Print every line of the data exactly as shown.

Dataset items:
+===+

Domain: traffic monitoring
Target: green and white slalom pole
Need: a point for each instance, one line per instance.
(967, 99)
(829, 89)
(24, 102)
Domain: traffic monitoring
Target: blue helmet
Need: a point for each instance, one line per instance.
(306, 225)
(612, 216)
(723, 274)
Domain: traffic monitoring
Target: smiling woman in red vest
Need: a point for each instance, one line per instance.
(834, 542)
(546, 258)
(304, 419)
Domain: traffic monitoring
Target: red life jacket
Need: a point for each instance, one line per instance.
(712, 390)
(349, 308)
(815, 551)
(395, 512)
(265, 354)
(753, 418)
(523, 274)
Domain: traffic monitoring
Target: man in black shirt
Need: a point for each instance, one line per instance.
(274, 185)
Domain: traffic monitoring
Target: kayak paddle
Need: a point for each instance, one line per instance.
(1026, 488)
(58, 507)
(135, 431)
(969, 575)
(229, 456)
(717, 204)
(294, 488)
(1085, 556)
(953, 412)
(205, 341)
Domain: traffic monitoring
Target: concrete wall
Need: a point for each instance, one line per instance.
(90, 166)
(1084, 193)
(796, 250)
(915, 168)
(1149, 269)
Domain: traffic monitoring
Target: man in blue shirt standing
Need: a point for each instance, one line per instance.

+===+

• RESPONSE BELOW:
Domain: traffic monitoring
Target: green and white slalom pole
Need: a point for each instance, one line per instance.
(967, 99)
(829, 89)
(24, 102)
Domain: traffic monitoring
Target: blue helmet
Need: a point for each instance, one line per instance.
(306, 225)
(612, 216)
(723, 274)
Domain: traffic monitoring
Target: smiling woman in red vest
Need: a point for each instance, one line per instance.
(834, 542)
(546, 258)
(304, 419)
Domain: traffic monitoring
Target: red life jacket
Need: a point for each instance, one line per instance.
(712, 390)
(349, 308)
(815, 551)
(395, 512)
(265, 354)
(753, 418)
(523, 274)
Domain: traffic monitoring
Target: man in black shirt
Need: a point for each instance, one line per instance.
(274, 185)
Domain: traffic monitoring
Target: kayak paddle
Need: a point for each instance, one line per instance.
(1026, 488)
(58, 507)
(135, 431)
(969, 575)
(229, 456)
(717, 204)
(294, 488)
(1085, 556)
(953, 412)
(205, 341)
Domain: traffic monitoring
Target: concrete wall
Need: a point for each instance, one line per instance.
(90, 166)
(1084, 193)
(796, 250)
(915, 168)
(1149, 269)
Domain: traffic monitoring
Target: man in blue shirt standing
Need: a point for each instance, one line per instance.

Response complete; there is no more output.